--- start Passage shown ---
Rap music, for Bork as for other AEI writers, is a symbol of what is most "sick" about African-American culture. He wrote in his book that it is "little more than noise with a beat," that the lyrics often range from "the perverse to the mercifully unintelligible," and that "it is difficult to convey just how debased it is."

The New York Times (9/24/96) concluded that Slouching Towards Gomorrah is in the end "an ugly and intemperate book," but not before the reviewer noted Bork was on target in his criticisms of "self-esteem" (i.e. multicultural) programs in schools, and in his insistence that it is equality of opportunity, not outcomes, that Americans should seek.

Legalizing discrimination

Dinesh D’Souza is clearly one of AEI’s "superstars"--ranking his own page on AEI’s website of fellows’ biographies. D’Souza has impeccable conservative credentials. Arriving in the United States at age 16 in 1978 on a Rotary Scholarship, D’Souza became editor-in-chief for the Dartmouth Review, the notorious right-wing college paper (also heavily supported by the Olin Foundation). He later became managing editor of the Heritage Foundation’s Policy Review, and served as a policy adviser in the Reagan administration.
--- end Passage shown ---
--- start Data section ---
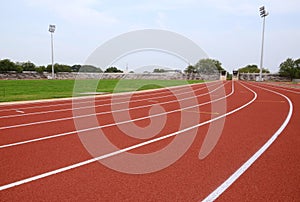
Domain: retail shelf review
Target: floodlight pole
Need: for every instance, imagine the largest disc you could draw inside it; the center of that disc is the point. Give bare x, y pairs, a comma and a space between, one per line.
263, 14
51, 30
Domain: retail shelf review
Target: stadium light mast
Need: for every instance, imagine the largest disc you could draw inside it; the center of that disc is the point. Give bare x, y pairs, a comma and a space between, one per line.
51, 30
263, 14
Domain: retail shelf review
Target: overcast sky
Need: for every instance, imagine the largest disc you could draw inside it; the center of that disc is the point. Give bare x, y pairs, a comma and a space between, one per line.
229, 31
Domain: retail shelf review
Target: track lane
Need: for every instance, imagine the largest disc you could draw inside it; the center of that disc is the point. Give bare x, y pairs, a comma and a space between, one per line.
160, 185
106, 120
67, 113
275, 176
33, 105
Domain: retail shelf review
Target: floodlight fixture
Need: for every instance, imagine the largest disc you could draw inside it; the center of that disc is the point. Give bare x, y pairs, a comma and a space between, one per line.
51, 30
263, 14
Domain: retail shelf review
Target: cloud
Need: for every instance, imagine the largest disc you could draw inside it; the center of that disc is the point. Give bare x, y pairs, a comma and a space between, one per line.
75, 11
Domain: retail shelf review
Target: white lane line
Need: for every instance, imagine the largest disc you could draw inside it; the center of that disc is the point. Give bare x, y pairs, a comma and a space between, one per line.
102, 113
119, 95
279, 88
87, 107
73, 166
114, 124
224, 186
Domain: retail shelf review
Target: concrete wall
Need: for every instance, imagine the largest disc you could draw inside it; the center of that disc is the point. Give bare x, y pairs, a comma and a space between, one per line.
75, 75
265, 76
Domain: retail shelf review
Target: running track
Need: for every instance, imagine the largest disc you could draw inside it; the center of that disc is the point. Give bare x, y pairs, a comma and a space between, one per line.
256, 157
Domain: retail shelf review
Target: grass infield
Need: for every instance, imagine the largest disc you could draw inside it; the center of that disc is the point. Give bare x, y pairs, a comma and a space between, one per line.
21, 90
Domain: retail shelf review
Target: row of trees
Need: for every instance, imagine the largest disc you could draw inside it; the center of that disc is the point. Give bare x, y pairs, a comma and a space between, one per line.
7, 66
252, 69
205, 66
290, 68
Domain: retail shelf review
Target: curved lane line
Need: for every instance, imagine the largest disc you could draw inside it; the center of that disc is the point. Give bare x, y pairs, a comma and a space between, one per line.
86, 107
225, 185
105, 112
73, 166
87, 97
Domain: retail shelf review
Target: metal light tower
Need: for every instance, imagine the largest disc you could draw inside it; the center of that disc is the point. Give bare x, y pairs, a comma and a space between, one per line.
51, 30
263, 14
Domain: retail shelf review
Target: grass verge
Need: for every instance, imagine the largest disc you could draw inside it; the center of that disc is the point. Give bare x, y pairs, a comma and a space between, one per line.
21, 90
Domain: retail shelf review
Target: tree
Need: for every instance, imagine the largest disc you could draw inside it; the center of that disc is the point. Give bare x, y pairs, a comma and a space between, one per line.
252, 69
208, 66
113, 70
7, 65
40, 69
59, 68
290, 68
28, 66
90, 68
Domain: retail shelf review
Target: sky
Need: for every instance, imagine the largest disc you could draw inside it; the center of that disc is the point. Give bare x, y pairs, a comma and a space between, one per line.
227, 30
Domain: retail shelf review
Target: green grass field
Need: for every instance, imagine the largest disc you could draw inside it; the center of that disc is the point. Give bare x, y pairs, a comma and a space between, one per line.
17, 90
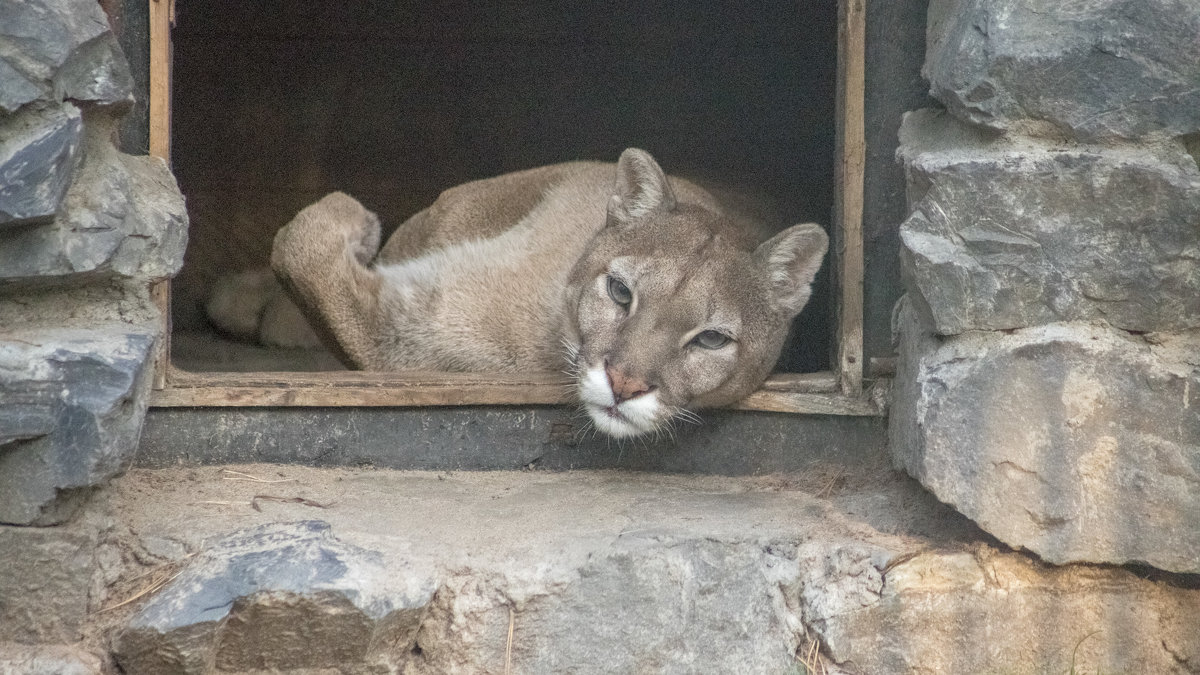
--- end Data section ---
> [Tasks to carry out]
- a) Rewrite the passage on AEI writers from "Rap music, for" up to and including "Americans should seek.", substituting "immoderate" for "intemperate".
- b) Answer these from the passage on AEI writers:
(i) What did Bork write that rap music is "little more than"?
(ii) Of which college paper did D'Souza become editor-in-chief?
(iii) At what age did D'Souza arrive in the United States?
The data have no role here.

> [Solutions to each task]
- a)
Rap music, for Bork as for other AEI writers, is a symbol of what is most "sick" about African-American culture. He wrote in his book that it is "little more than noise with a beat," that the lyrics often range from "the perverse to the mercifully unintelligible," and that "it is difficult to convey just how debased it is."

The New York Times (9/24/96) concluded that Slouching Towards Gomorrah is in the end "an ugly and immoderate book," but not before the reviewer noted Bork was on target in his criticisms of "self-esteem" (i.e. multicultural) programs in schools, and in his insistence that it is equality of opportunity, not outcomes, that Americans should seek.

- b)
(i) Noise with a beat.
(ii) The Dartmouth Review.
(iii) At age 16.